- Gestellte Aufgabe a
Benenne in den Datensätzen von der Zeile mit „12, row 29.“ bis zum Ende der Datensätze „Coordinates“ in „Points“ um, und gib diese Zeilen sonst unverändert wieder.

- Textauszug
┄┄┄┄┄┄┄┄┄┄┄┄┄┄┄┄┄┄┄┄

Eine weitere Person aus der Geschichte wäre König Salomon. Seine Gesetze waren der Art gestaltet, dass jedem Recht widerfahren sollte. Wenn sich zwei gegeneinander stehende Parteien nicht einigen konnten, halbierte Salomon die Gesamtstrafe in zwei gleiche Teile. Gewonnen oder Verloren hatten in solchen Fällen beide Parteien.

Nun hat am 28. März 2006 das Bundesverfassungsgericht ein salomonisches Urteil gefällt. Der Klägerin aus Münchnerin wurde zwar Recht gegeben, aber so wirklich kann sich keiner eines Sieges freuen – zumindest nicht mittelfristig. Das staatlich betriebene „Oddset“ hat, betrachtet man den Wortlaut des Richterspruches, zunächst einen Sieg erringen können, der jedoch sehr teuer erkauft ist.
Das Urteil könnte man als salomonisch bezeichnen, denn beide Parteien können für sich in Anspruch nehmen, gewonnen zu haben. Beide Parteien haben allerdings einen Pyrrhussieg erkämpft, denn beide Parteien müssen zukünftig mit hohen finanziellen Einbußen leben.

Bis Ende 2007 muss ein Spieler und ein gewerblicher Sportwett-Anbieter warten, bis er genau weiß, was er gesetzlich darf und was nicht.

Die staatlichen Wettanbieter haben zunächst als einzige die Möglichkeit bekommen weiter zu arbeiten, aber mit erheblichen Einschränkungen im Bezug auf ihre Werbung und ihre Präsentation. Die privaten Anbieter von Wetten und Glücksspiel haben das Nachsehen. Ihre Tätigkeit wurde nicht liberalisiert, sie müssen bis 2008 warten.

Und was macht der Spieler und der Wetter?

Er schaut sich selbstverständlich nach Alternativen um, oder bedient weiter das staatliche „Oddset“, das „Lotto“ oder die „Pferdewette“.

┄┄┄┄┄┄┄┄┄┄┄┄┄┄┄┄┄┄┄┄

- Bereitgestelltes Material
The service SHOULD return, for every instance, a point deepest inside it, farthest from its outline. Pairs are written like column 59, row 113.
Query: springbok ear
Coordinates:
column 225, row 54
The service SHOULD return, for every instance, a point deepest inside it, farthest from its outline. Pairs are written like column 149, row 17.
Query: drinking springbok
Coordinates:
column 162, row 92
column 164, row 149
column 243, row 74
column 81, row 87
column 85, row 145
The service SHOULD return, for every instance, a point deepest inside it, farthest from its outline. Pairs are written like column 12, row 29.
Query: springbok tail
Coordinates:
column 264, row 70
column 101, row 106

┄┄┄┄┄┄┄┄┄┄┄┄┄┄┄┄┄┄┄┄

- Gestellte Aufgabe b
Übersetze den folgenden Satz aus dem Textauszug zum Sportwetten-Urteil ins Englische: „Bis Ende 2007 muss ein Spieler und ein gewerblicher Sportwett-Anbieter warten, bis er genau weiß, was er gesetzlich darf und was nicht.“

- Vollständige Antwort a
The service SHOULD return, for every instance, a point deepest inside it, farthest from its outline. Pairs are written like column 12, row 29.
Query: springbok tail
Points:
column 264, row 70
column 101, row 106

- Vollständige Antwort b
Until the end of 2007, a player and a commercial sports betting provider must wait before knowing exactly what is legally permitted and what is not.